_Description of the task_
From the line that has "Pin the decorative" down to the final line of the listing below, transcribe every line exactly, and only those.

▬▬▬▬▬▬

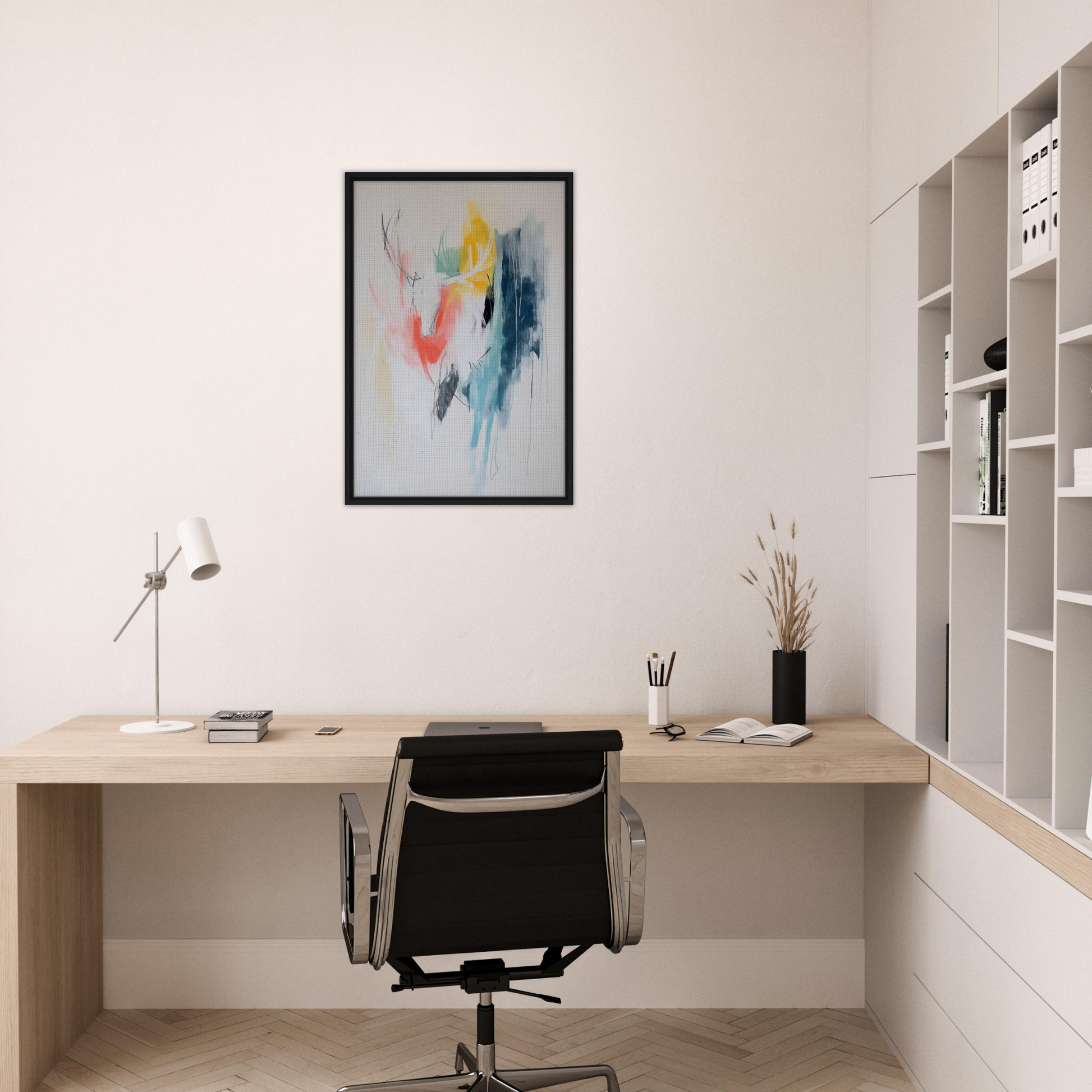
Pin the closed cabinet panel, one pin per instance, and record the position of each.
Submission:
(892, 340)
(890, 627)
(1040, 925)
(892, 102)
(1024, 1042)
(936, 1052)
(891, 816)
(957, 80)
(1035, 38)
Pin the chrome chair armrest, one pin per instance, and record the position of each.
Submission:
(635, 880)
(356, 878)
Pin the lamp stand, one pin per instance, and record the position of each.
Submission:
(154, 581)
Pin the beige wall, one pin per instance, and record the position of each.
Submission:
(171, 280)
(724, 861)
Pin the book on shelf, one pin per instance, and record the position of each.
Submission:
(1044, 190)
(746, 729)
(240, 720)
(1055, 171)
(237, 735)
(1082, 466)
(990, 462)
(1026, 201)
(983, 458)
(948, 388)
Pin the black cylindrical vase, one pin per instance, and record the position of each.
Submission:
(790, 687)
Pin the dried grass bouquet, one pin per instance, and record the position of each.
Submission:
(791, 605)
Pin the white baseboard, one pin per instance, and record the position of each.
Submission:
(242, 974)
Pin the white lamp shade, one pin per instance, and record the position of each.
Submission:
(198, 550)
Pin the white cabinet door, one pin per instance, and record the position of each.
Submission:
(892, 102)
(1038, 36)
(1026, 1044)
(957, 78)
(890, 607)
(892, 340)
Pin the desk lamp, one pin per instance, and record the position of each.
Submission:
(195, 544)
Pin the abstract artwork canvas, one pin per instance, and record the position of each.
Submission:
(459, 339)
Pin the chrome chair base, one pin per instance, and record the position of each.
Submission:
(484, 1078)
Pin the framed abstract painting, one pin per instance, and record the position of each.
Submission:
(459, 339)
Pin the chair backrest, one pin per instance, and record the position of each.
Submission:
(503, 842)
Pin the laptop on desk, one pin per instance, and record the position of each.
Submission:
(481, 728)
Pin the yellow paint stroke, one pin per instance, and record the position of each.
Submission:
(383, 388)
(478, 256)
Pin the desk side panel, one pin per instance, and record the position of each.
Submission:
(59, 876)
(9, 939)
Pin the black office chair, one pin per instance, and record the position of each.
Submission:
(490, 845)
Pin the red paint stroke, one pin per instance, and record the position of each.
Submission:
(429, 347)
(405, 332)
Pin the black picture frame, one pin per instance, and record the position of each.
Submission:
(351, 180)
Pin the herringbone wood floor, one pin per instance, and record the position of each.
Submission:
(319, 1050)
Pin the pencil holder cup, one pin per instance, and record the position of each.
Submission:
(658, 706)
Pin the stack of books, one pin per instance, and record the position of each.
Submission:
(992, 455)
(238, 726)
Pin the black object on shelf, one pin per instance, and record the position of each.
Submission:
(997, 355)
(790, 687)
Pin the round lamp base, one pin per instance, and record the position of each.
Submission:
(155, 728)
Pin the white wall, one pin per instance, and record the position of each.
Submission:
(171, 282)
(171, 273)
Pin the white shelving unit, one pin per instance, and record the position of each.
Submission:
(1016, 590)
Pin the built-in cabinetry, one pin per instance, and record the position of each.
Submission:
(1016, 590)
(978, 955)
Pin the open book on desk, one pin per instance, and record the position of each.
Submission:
(746, 729)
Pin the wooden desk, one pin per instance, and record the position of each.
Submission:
(91, 750)
(51, 826)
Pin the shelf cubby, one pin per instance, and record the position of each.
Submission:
(1025, 121)
(978, 646)
(934, 323)
(1031, 352)
(1075, 194)
(980, 256)
(935, 235)
(1029, 721)
(934, 538)
(1030, 522)
(1075, 406)
(1075, 544)
(1072, 760)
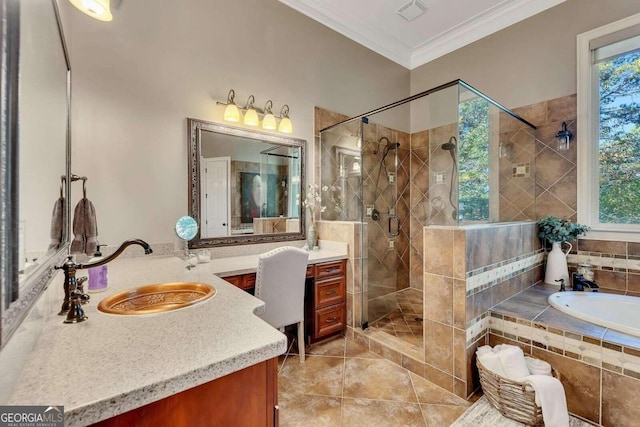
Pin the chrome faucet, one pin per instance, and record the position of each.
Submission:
(74, 295)
(581, 284)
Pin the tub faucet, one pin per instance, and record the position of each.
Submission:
(581, 284)
(74, 295)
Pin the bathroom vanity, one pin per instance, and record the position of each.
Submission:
(214, 361)
(325, 297)
(211, 363)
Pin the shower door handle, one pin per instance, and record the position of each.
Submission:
(394, 226)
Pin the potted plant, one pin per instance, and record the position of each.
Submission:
(558, 231)
(313, 203)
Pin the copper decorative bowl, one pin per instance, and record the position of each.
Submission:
(156, 298)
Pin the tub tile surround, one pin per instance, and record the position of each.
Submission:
(616, 264)
(599, 367)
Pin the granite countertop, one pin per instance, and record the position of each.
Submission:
(111, 364)
(531, 304)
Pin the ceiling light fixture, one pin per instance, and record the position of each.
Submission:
(412, 10)
(97, 9)
(252, 114)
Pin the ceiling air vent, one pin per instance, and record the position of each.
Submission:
(412, 10)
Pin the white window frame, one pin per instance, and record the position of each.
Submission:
(588, 132)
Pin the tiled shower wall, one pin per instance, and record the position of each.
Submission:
(466, 271)
(390, 266)
(556, 191)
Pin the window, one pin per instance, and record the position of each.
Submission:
(609, 129)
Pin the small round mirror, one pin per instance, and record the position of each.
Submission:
(186, 228)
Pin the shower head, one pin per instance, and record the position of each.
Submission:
(451, 145)
(390, 147)
(381, 140)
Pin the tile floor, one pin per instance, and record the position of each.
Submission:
(342, 383)
(402, 322)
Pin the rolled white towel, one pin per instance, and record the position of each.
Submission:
(484, 349)
(551, 398)
(490, 361)
(497, 348)
(512, 360)
(537, 366)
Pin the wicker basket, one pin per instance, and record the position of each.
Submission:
(511, 398)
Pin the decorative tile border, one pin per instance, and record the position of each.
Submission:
(599, 353)
(606, 261)
(488, 276)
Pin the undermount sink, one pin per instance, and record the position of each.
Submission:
(156, 298)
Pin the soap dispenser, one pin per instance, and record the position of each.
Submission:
(97, 275)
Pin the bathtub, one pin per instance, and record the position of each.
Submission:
(617, 312)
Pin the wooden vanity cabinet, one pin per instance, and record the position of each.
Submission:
(325, 301)
(325, 298)
(248, 397)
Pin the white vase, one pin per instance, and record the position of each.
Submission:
(557, 265)
(312, 236)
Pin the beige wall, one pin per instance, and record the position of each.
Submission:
(532, 61)
(137, 79)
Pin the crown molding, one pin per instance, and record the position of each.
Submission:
(478, 27)
(365, 35)
(473, 29)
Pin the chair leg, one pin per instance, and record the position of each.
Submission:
(301, 340)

▬▬▬▬▬▬

_Solution to this exercise_
Pin the decorative tile border, one pin per instance, and record the position of each.
Submission:
(599, 353)
(606, 261)
(488, 276)
Pin the undermount sink, one pin per instance, and record the position of each.
Submission:
(156, 298)
Pin the soap dispenser, one pin per instance, and record the position of each.
Submission:
(97, 275)
Pin the bathtub, one pin per instance, and record the position of each.
Submission:
(617, 312)
Pin the wooden vanity cabinet, one pin per instance, and record the position of each.
Submission:
(325, 301)
(325, 298)
(248, 397)
Pin the white vase, one pin per instance, and record the position of each.
Submission:
(557, 265)
(312, 236)
Pin the beige wall, one pin per instance, and record the position of each.
Submission:
(532, 61)
(137, 79)
Pin the crown molding, one pin per instance, and record the position of each.
Submission:
(478, 27)
(365, 35)
(473, 29)
Pin the chair leg, one pin per instance, and record the position of each.
Submission:
(301, 340)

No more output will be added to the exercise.